SUPPLIED DATA >>

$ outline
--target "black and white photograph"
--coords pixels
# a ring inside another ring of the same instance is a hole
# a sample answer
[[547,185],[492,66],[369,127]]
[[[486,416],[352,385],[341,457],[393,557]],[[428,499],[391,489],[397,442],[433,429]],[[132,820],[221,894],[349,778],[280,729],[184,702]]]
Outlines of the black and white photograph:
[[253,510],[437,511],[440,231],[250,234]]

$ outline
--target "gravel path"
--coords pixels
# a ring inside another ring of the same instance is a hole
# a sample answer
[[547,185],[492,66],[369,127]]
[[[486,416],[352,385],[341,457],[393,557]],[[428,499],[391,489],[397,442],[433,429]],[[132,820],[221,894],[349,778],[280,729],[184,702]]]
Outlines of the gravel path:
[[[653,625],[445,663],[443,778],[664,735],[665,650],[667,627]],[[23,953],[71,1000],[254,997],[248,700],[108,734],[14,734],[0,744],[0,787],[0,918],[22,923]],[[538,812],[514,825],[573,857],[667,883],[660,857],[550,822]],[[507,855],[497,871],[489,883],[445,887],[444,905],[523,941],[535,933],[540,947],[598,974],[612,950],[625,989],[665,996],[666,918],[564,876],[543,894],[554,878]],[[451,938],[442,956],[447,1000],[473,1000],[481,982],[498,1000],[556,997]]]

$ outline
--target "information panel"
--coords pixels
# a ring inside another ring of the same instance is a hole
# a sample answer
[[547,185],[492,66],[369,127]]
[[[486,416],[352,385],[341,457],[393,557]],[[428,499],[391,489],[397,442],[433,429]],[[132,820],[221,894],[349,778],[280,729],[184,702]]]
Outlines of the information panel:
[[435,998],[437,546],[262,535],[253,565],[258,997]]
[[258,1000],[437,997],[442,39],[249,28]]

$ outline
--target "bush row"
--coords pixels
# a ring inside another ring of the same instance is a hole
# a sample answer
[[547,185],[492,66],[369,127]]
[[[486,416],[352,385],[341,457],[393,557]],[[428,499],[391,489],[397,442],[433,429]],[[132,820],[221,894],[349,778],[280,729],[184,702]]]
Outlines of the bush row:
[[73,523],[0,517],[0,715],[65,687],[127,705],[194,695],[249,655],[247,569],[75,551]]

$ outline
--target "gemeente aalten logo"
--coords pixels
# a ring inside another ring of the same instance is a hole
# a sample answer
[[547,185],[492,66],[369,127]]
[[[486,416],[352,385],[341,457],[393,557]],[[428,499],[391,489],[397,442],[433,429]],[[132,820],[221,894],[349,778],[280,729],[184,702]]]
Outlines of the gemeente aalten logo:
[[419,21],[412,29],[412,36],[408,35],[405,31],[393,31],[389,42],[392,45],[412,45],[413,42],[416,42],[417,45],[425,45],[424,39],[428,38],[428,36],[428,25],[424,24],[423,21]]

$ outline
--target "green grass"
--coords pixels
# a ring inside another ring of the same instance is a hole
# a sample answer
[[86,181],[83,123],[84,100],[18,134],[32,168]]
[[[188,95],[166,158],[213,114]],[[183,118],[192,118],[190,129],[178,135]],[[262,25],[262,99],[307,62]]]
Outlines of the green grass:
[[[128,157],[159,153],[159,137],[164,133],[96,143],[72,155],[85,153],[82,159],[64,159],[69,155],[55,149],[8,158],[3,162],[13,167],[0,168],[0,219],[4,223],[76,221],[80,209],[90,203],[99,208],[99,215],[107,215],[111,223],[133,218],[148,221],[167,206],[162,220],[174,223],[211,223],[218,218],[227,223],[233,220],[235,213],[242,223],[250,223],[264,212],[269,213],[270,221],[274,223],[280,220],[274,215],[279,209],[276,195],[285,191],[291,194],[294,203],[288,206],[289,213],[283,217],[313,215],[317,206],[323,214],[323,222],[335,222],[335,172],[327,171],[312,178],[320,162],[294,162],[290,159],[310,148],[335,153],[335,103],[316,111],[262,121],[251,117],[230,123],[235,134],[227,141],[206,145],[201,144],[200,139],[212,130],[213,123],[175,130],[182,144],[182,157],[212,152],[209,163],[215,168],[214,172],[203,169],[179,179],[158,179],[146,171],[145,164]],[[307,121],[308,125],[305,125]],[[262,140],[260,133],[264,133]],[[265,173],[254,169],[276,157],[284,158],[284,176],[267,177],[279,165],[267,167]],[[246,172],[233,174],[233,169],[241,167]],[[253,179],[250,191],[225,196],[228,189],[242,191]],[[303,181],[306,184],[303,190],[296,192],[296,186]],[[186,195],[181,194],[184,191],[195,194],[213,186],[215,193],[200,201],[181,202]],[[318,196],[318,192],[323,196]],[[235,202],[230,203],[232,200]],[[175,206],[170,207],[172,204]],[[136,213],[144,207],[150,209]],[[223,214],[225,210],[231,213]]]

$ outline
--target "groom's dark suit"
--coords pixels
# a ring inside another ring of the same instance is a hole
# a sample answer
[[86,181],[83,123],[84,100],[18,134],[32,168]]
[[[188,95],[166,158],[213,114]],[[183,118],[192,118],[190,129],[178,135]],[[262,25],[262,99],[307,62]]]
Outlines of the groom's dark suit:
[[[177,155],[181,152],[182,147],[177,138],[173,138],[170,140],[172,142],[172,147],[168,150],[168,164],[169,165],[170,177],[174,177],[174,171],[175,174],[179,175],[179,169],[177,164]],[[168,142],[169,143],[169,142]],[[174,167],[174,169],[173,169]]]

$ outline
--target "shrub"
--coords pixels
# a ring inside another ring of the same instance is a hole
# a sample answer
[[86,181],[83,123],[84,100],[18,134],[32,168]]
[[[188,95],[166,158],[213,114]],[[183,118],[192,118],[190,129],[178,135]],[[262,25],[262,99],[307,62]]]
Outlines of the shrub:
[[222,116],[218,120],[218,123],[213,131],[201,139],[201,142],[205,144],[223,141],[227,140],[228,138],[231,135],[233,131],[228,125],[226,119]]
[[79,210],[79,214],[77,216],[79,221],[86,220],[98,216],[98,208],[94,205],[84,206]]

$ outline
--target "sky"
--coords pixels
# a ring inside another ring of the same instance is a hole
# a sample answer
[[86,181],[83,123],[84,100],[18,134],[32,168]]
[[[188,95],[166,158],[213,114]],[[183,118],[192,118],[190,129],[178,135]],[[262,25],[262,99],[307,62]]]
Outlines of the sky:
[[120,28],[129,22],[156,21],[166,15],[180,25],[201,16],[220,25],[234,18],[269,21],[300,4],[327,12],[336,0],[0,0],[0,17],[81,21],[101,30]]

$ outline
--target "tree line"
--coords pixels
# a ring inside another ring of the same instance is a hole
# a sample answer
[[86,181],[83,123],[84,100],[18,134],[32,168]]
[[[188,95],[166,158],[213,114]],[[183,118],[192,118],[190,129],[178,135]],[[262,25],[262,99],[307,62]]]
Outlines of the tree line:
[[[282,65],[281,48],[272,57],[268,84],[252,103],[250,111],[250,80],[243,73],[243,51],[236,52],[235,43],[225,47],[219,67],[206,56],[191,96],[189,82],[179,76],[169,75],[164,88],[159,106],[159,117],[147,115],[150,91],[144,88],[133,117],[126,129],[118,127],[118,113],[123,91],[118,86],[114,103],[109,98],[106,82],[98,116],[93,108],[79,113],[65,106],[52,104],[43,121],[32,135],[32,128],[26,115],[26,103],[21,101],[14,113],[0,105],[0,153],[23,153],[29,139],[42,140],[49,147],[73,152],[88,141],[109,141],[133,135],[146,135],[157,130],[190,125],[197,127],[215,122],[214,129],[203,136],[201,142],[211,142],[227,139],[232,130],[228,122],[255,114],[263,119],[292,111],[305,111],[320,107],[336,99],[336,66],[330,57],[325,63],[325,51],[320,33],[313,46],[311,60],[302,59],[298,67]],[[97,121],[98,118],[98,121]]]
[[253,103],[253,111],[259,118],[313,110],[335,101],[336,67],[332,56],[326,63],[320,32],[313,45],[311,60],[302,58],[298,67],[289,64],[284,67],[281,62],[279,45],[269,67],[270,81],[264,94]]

TASK BRIEF >> Reproduce the records from their start through the line containing "[[253,510],[437,511],[440,231],[250,234]]", changing "black and white photograph" to "monochrome photograph" and leaving everything else unchanged. Return only those lines.

THE RESULT >>
$ outline
--target "monochrome photograph"
--coords pixels
# a ring inside another ring of the same instance is a hole
# a sample answer
[[547,185],[492,66],[369,127]]
[[[486,416],[352,385],[341,457],[393,557]],[[428,499],[391,489],[397,442],[433,429]],[[132,820],[221,894],[349,778],[280,729],[184,702]]]
Outlines of the monochrome photograph:
[[253,510],[437,511],[440,231],[250,234]]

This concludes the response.